**ページ抜粋:**
○ ○ ○ ○ ○

アジア・マップ Vol.01 | ヨルダン

《エッセイ》ヨルダンと私
路線バスの車窓から

渡邊 駿(日本エネルギー経済研究所・主任研究員)

「ラガダーン、ラガダーン、ラガダーン!」 アンマンのあるバスターミナルにて、男性の声が響き渡る。行き先を連呼し、乗客を集めているのだ。(大抵はトヨタ製の)白いマイクロバスに人々が次々に乗り込んでいく。満席になり次第、バスは出発する。行き先を叫んでいた男性もバスに乗り込み、乗客から運賃を集める。男女が隣り合わないよう、乗客に指示して席を入れ替える。路線バスでお馴染みの光景である。

写真1

写真1 バスターミナル
バスターミナルには出発待ちの路線バスが並んでいる。ラッシュ時間には車掌も運転手も慌ただしく準備をしているが、閑散時間帯には、のんびりコーヒーを飲んで談笑していたり、バス内でスマートフォンを眺めてぼーっとしていたり、といった光景も見られる。ちなみに、バス横の黄色のペイント部分に運行区間が記載されている。
(アンマン市にて、筆者撮影)

私がヨルダンを初めて訪問したのは2013年7月、修士1回生の頃であった。アラブ圏に行くのは初めてで、現地でアラビア語を使うのも初めて。バスを乗るにも、日本語で行き先が書いてあり、運賃表が整備され、運賃箱があるという世界しか知らなかった私は、ヨルダンのバスに初めて乗った時には大パニックだった。冒頭の「ラガダーン」という語も、当初は何を意味するのか全く分からず、アンマン市内のラガダーン宮殿に近いバスターミナルを意味するのだと知るまでかなりの時間を要したのが、懐かしく思い出される。

アラビア語に慣れ、ヨルダンの知識が増え、路線バスも乗りこなせるようになってくると、首都を出て国内の様々な地域に足を運ぶ機会が増えた。バスを使って遠くまで行くことができるというのも楽しみではあるが、その途上、バスに乗っている時間も楽しく、学びの多いものだと感じている。起伏に富み、緑が散見される地域から、一面に沙漠が広がる地域まで、様々な景色が流れる車窓は格別であるし、乗客とのおしゃべりの機会ともなる。実のところ、バスの中でおしゃべりをする機会というのは結構多い。今時なのでスマホを眺めている人は多いとはいえ、基本的にバス内ではやることがないため、物珍しい東アジア人に喋りかけてみるか、という気になってもらえるのかもしれない。

○ ○ ○ ○ ○

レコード
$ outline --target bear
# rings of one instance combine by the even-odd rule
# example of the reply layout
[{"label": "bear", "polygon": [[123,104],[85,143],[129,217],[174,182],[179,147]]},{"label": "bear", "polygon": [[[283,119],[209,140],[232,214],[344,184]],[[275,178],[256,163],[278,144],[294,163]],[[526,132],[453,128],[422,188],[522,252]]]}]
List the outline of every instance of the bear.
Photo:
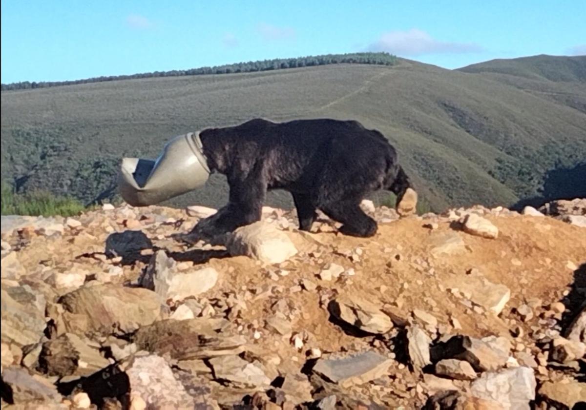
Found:
[{"label": "bear", "polygon": [[311,229],[319,209],[342,224],[343,234],[374,235],[377,223],[360,204],[380,189],[397,195],[401,216],[414,212],[417,193],[394,148],[382,134],[356,121],[255,118],[203,129],[199,137],[209,168],[226,176],[230,193],[227,205],[188,234],[192,240],[259,221],[272,189],[291,194],[302,231]]}]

○ ○ ○ ○ ○

**課題:** ヨルダンの路線バスについてのエッセイから、「(アンマン市にて、筆者撮影)」を含む語句で始まり「のが、懐かしく思い出される。」で終わる部分を、一字一句変えずに出力してください。

**課題への回答:**
(アンマン市にて、筆者撮影)

私がヨルダンを初めて訪問したのは2013年7月、修士1回生の頃であった。アラブ圏に行くのは初めてで、現地でアラビア語を使うのも初めて。バスを乗るにも、日本語で行き先が書いてあり、運賃表が整備され、運賃箱があるという世界しか知らなかった私は、ヨルダンのバスに初めて乗った時には大パニックだった。冒頭の「ラガダーン」という語も、当初は何を意味するのか全く分からず、アンマン市内のラガダーン宮殿に近いバスターミナルを意味するのだと知るまでかなりの時間を要したのが、懐かしく思い出される。